There exists one special category in the taxonomy of contributors to online discussions that tends to be especially annoying when rights of societal groups or more generally policies are considered: the so-called concern-troll. However, the following isn’t about this category of online characters, but the feminism 101 recently made me think about this person who “only has a question, he/she wants to have answered before he/she agrees with you” which then resulted in the following random thoughts. To be honest, I get the impression I’m rather close to a concern-trolling position in a number of discussions.
The following is just a loose collection of my thoughts. It simplifies some issues, it isn’t really based on evidence, it is colored by subjective impressions and values. So let’s start.
In the debate on climate change, the opposition to the assumption, that there is a problem, has two rather prominent phenotypes. The first says “there is no problem, because …”, the second wonders, “what if … (X takes place or Y is the case)” and “shouldn’t we … (wait for more evidence)”.

**Written exercise 1**
Answer these from the post on concern-trolls:
(a) What name does the writer give to the special category of online contributor?
(b) How does the writer describe the set of thoughts being offered?
(c) How many prominent phenotypes does the opposition in the climate change debate have?
**Written exercise 2**
In the post on concern-trolls, list every qualification the writer attaches to the collection of thoughts.
**Written exercise 3**
Copy the part of the post on concern-trolls that starts at "The following is just" and ends at "So let’s start.".
The listing after the post on concern-trolls has no connection to it.

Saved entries
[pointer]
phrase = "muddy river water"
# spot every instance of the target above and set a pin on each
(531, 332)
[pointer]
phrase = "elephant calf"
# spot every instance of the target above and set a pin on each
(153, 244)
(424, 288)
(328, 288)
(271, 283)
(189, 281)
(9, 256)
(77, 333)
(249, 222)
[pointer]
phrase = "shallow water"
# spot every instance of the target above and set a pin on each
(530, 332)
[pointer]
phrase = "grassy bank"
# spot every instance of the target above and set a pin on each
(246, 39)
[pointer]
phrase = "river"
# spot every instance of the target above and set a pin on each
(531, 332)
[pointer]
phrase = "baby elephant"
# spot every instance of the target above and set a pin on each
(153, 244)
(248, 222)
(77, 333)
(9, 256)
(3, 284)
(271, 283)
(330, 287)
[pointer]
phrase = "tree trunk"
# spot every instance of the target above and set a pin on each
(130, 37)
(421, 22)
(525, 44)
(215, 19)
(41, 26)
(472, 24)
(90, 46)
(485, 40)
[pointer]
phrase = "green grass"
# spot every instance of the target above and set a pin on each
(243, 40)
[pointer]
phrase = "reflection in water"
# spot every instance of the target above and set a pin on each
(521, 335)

**Response 1**
(a) The concern-troll.
(b) As a loose collection of thoughts.
(c) Two.

**Response 2**
- It simplifies some issues.
- It isn't really based on evidence.
- It is colored by subjective impressions and values.

**Response 3**
The following is just a loose collection of my thoughts. It simplifies some issues, it isn’t really based on evidence, it is colored by subjective impressions and values. So let’s start.